• [À faire]:
a) D'après l'extrait, quel est le titre du deuxième chapitre de l'ouvrage ?
b) Résumez l'extrait en deux phrases.

• [Extrait]:
——

S’ouvrant sur un avis de décès, l’ouvrage entreprend ensuite de revenir sur la destruction de l’université française, comme le proclame le titre. Une destruction qui – l’auteur insiste – n’est pas un phénomène, encore moins un processus, mais un choix délibéré, le résultat d’un ensemble de politiques et de décisions. L’auteur revient, dans trois parties, sur les trois grandes tendances de cette destruction. Le premier chapitre, intitulé « l’oubli de l’histoire », est le moins fort : l’auteur retrace la genèse de la condition d’universitaire, un statut qui se forme peu à peu au XIXe siècle et se caractérise avant tout par l’articulation de deux fonctions, le développement des savoirs et leur diffusion dans la société – deux fonctions résumées par le titre même des universitaires : enseignant-chercheur. Christophe Granger montre ensuite comment le modèle libéral américain s’est peu à peu imposé en France, notamment au moment de l’explosion des effectifs étudiants dans les années 1950-1970. C’est le chapitre le moins riche, notamment parce que, paradoxalement, il oublie souvent l’histoire : l’université n’est pas née au début du XIXe siècle, et il aurait été intéressant de revenir sur son histoire, notamment sur le moment médiéval qui a vu à la fois sa naissance et son affirmation. Granger a également tendance à mythifier quelque peu cette université du début du XXe siècle, par exemple lorsqu’il insiste sur son « indépendance » par rapport au pouvoir   .

 

L’université sur le marché

 

C’est dans le deuxième chapitre, « Liquidation totale », que l’auteur en vient vraiment au cœur du problème. De quoi parle-t-on ? D’une soumission de l’université à la logique de l’économie capitaliste et du marché du travail. La science s’efface : désormais, on raisonne en termes d’appels d’offre, de rentabilité, de flexibilité. Les cours doivent répondre aux besoins du marché, pour former de futurs travailleurs : ils doivent être utiles. Au-delà des réformes ponctuelles, de la « Loi relative aux libertés et responsabilités des universités » (LRU) de Valérie Pécresse à la « Loi relative à l'enseignement supérieur et à la recherche » (ESR) de Geneviève Fioraso, on est face à une entreprise globale de dérégulation du système, qui entre en écho avec le tournant ultralibéral des années 80. Derrière, il y a une technique de gouvernement, qui brandit la crise comme une menace permanente imposant, et même exigeant des réformes – la peur, toujours, comme moyen de gouvernement... La crise joue dès lors comme le prétexte des réformes, imposant « un acquiescement dramatique au désastre présent au nom du désastre à venir »   . Avec la LRU, l’État se désengage et les universités doivent s’auto-financer, ce qui leur impose de chercher des capitaux privés et de diminuer leurs dépenses.

La course à l’excellence, manifestée par les classements des universités, cache en fait une volonté de restructurer le champ universitaire sur le modèle du marché, dominé par la compétition – certains universitaires vont jusqu'à proposer le concept de « désexcellence » pour résister. On « mesure » les universités en fonction du nombre de leurs étudiants, de la taille de leurs campus, des prix remportés par les professeurs. On insiste sur le fait que les enseignements ne doivent plus fournir des savoirs mais bien des compétences, un « capital professionnel »   ; les études ne sont plus un temps à part, permettant de se former un esprit critique, mais une antichambre du temps du travail. L’invasion du discours et de la logique économique se traduit également par une augmentation très sensible des frais d’inscriptions, les étudiants étant de plus en plus considérés comme des clients et les universités comme des entreprises. Les chefs d’entreprise envahissent les conseils d’administration des universités, les passerelles vers le secteur privé se multiplient, les formations « professionnelles » représentent désormais plus de la moitié des diplômes délivrés.

——

Items enregistrés
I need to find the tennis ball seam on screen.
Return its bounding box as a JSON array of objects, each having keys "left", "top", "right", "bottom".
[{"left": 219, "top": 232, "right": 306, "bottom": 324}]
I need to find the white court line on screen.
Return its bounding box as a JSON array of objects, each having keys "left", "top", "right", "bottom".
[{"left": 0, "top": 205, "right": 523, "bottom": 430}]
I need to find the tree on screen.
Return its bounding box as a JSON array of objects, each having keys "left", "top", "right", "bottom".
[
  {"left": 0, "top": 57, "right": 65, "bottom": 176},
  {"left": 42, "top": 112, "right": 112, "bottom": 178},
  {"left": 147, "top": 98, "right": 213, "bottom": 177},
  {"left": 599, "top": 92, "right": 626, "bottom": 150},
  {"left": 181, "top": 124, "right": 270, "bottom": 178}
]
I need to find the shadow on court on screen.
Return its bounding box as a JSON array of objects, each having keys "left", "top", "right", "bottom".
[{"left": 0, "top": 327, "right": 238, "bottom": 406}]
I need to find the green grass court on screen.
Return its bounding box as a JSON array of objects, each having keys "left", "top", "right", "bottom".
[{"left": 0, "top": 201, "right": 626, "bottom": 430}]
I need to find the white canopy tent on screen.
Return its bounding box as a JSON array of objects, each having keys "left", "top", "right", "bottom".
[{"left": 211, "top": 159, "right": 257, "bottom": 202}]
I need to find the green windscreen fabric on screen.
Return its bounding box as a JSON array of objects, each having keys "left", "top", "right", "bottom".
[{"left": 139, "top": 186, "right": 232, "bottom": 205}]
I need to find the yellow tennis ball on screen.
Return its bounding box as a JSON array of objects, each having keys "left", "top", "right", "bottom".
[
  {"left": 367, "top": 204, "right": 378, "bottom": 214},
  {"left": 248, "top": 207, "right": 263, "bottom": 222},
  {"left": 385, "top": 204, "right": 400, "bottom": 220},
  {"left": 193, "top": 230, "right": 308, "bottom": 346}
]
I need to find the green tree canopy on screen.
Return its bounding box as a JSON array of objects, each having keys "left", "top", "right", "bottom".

——

• [Corrigé]:
a) « Liquidation totale ».

b) L'extrait présente un ouvrage de Christophe Granger qui voit dans la destruction de l'université française un choix délibéré, issu de politiques et de décisions. L'auteur y retrace d'abord la naissance du statut d'enseignant-chercheur au XIXe siècle et l'arrivée du modèle libéral américain, puis montre comment, de la LRU à la loi ESR, l'université est soumise au marché, avec le désengagement de l'État, la course à l'excellence, la hausse des frais d'inscription et des étudiants traités en clients.